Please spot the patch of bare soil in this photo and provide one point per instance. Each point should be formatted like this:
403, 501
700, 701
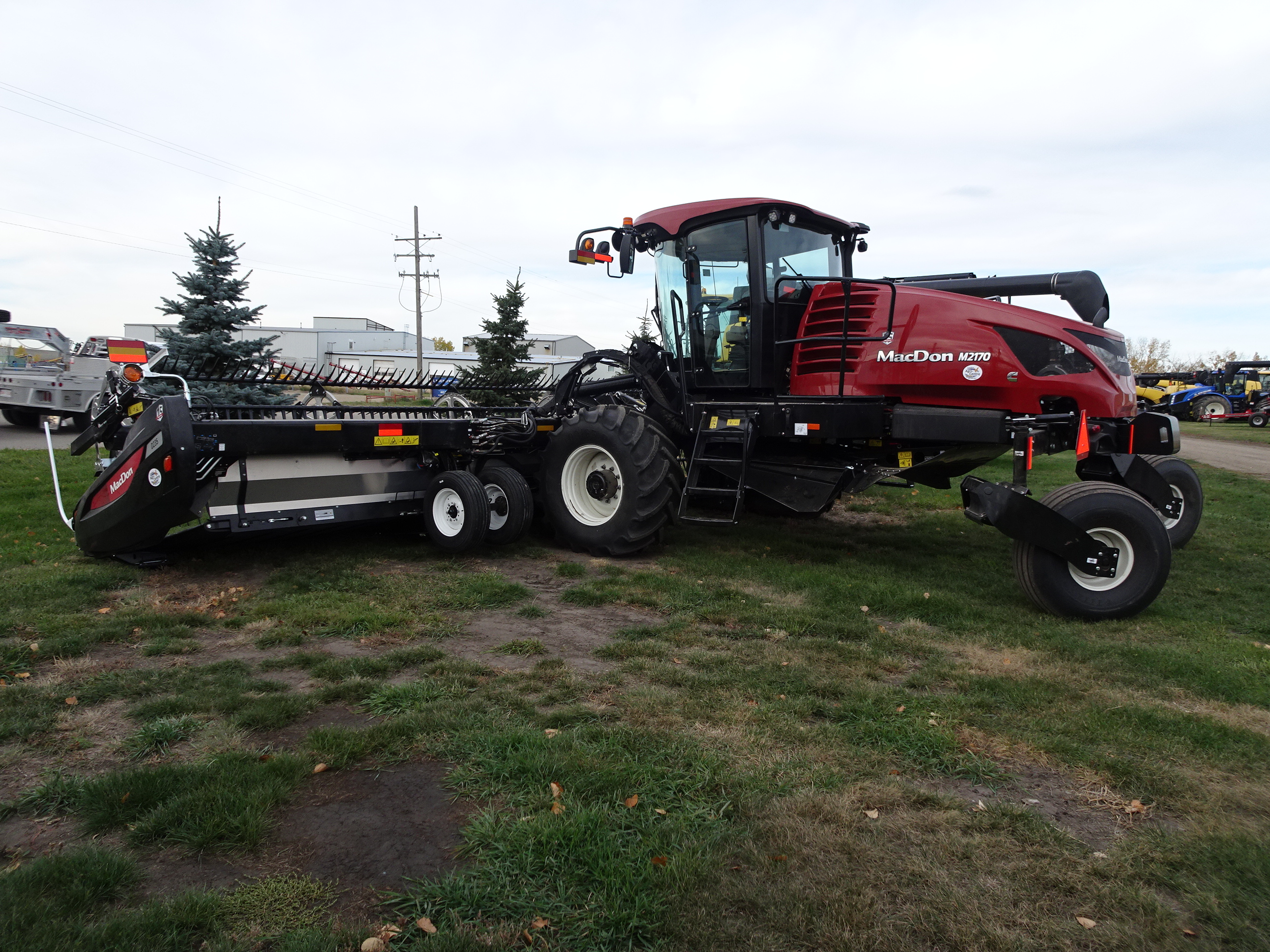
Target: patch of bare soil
1093, 815
366, 831
569, 633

TASK TO CARRY OUT: Copy the lines above word for word, omitting the picture.

ANSWER FOR THE TASK:
Please spot the patch of bare soil in this photo and provide one point per instance. Each point should be formatted like this:
403, 501
700, 701
Target: patch of bare soil
1093, 815
366, 831
569, 633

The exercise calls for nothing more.